Intel is releasing two new D-1500 Broadwell server CPUs today but the big news is the market segment. You might recall this new CPU from its previous names, Denverton or Broadwell SoC.
Update March 10, 2015 @ 1:10pm: Intel says this part is not Denverton, that is a different and still unreleased server SoC based on Atom cores. We won’t search and replace the names here and instead use this as an opportunity for readers to show off their coding skills by writing their own app to do that. Have at thee!
Today there are two new SKUs in the Intel server lineup, the 4-core D-1520 and the 8-core D-1540. Both run at 2.6GHz max for one core turbo, 2.5GHz for all core turbo, and 2.0/2.2GHz base clocks for the 1540/1520 respectively. Both have HT enabled, pull 45Wmax, and have the same 37.5 x 37.5mm package. Think of it as half a Grantley/Haswell-EP die with a generational update as polish.
Since they are Broadwell based both are 14nm chips with a die size of 14.764816 x 10.8526mm or 160.236642122mm^2. As an aside we are a little skeptical of the claims, our ruler says the die is 14.764813 x 10.8522mm, a pretty substantial difference. That is a joke, we didn’t measure it but the first numbers are really what Intel gave us. For future reference we will just say it is 160mm^2.
Cache is the standard Broadwell 32K each for L1 Icache and Dcache, 256K of L2 per core, and 1.5MB of (presumably shared) L3 per core. On the memory side, Denverton has a single 2-channel memory controller that supports DDR3L/1600 or DDR4/2133 with two DIMMs per channel. The family supports up to 32GB DIMMs so you can make a 128GB server based on these chips.
The package block diagram
Rounding out the features list we have 24 lanes of PCIe3 from the main dies and 8 lanes of PCIe2 pulled from the chipset so prepare for latency there. The chipset also adds 6 SATA3 lanes, 4 USB3, 4 USB2, and two 10GbE lanes, a fairly complete offering given the CPU power available. The D-1500 line is a well balanced low-end server part, something that has been missing from the Intel lineup for far too long.
Lets look a little deeper at the technical minutia on this first and only Broadwell based server offering. We will add the caveat that there is probably a lot more interesting stuff than we are going to discuss because Intel has refused to give any real core briefings since Westmere. While we would like to tell you about that kind of detail, Intel has made it impossible to do. That said, here is some of what we learned.
The core CPU block diagram
Broadwell looks to have a single ring similar to those present in server parts since Beckton/Nehalem-EX. There is one Home Agent/Memory Controller block hence the two channels of DDR plus one I/O ring stop. As we mentioned earlier, this keeps the I/O to CPU performance ratio about where it is in the bigger dies, everything is scaled down fairly equally. Some of the nifty RAS tricks that could be done with two channels are lost but that is pretty minor in the grand scheme of things. Everything is about what you would expect so far.
The Broadwell core itself adds AVX2 to the mix, that would be 256b integer math which is important to some. There is now a dual FMA engine so that means 2x the performance on that front but since we have no clue what Haswell had so that is about all we can say. Most FP math has been sped up, it now stands at 3 cycles instead of 5 for everything but FMA. The STLB is now 1.5K instead of 1K too in case you were wondering. Other instructions have been sped up too, a little here, a little there.
VM enter/exit latencies have been dropped from ~500 cycles to ~400 cycles, a major improvement given how much of everything is virtualized in the modern data center. There are a lot of other improvements on this front, starting with improved cache allocation which we wrote about here.

**SUPPLIED RECORDS:**
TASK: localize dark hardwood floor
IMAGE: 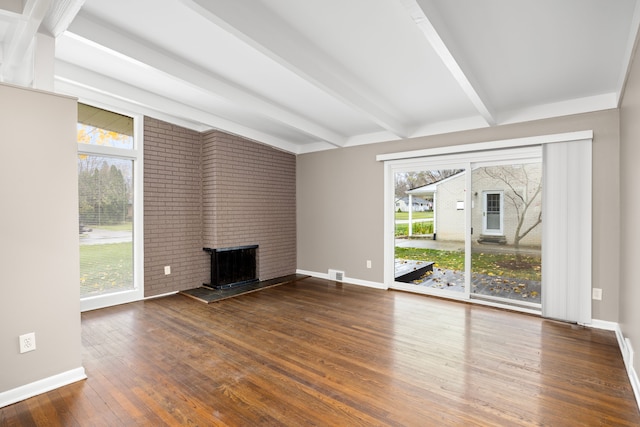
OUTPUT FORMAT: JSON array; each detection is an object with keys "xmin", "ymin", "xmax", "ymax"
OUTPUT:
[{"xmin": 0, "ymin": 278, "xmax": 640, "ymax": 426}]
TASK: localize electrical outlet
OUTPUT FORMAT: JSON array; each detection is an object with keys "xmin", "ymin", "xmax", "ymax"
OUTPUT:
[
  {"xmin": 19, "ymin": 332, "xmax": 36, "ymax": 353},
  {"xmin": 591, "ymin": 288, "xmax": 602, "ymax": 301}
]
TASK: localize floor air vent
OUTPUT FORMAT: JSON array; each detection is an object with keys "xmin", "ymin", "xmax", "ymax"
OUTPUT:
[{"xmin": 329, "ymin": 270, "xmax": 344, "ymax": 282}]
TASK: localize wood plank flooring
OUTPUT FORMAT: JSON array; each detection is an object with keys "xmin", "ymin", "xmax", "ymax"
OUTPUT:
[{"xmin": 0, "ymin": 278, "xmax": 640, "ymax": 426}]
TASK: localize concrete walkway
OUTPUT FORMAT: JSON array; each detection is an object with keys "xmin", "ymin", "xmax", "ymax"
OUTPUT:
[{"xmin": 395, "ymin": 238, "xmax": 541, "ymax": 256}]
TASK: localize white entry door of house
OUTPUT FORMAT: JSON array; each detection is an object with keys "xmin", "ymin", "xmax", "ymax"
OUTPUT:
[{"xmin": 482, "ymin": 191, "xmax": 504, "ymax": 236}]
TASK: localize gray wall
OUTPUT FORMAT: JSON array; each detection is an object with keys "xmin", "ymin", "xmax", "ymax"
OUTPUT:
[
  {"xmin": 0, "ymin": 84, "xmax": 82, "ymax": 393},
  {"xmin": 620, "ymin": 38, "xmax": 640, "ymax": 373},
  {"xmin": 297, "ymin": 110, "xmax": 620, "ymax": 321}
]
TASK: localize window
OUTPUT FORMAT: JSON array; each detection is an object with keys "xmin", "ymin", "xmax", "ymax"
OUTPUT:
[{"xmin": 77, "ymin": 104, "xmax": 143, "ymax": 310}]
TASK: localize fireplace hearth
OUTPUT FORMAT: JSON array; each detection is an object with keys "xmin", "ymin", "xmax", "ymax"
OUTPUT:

**AIM OF THE TASK:** Edit the D-1500 article's passage beginning at the words "Cache is the" and ending after "far too long.", giving it again with "Denverton" replaced by "Broadwell SoC".

**EXERCISE SOLUTION:**
Cache is the standard Broadwell 32K each for L1 Icache and Dcache, 256K of L2 per core, and 1.5MB of (presumably shared) L3 per core. On the memory side, Broadwell SoC has a single 2-channel memory controller that supports DDR3L/1600 or DDR4/2133 with two DIMMs per channel. The family supports up to 32GB DIMMs so you can make a 128GB server based on these chips.
The package block diagram
Rounding out the features list we have 24 lanes of PCIe3 from the main dies and 8 lanes of PCIe2 pulled from the chipset so prepare for latency there. The chipset also adds 6 SATA3 lanes, 4 USB3, 4 USB2, and two 10GbE lanes, a fairly complete offering given the CPU power available. The D-1500 line is a well balanced low-end server part, something that has been missing from the Intel lineup for far too long.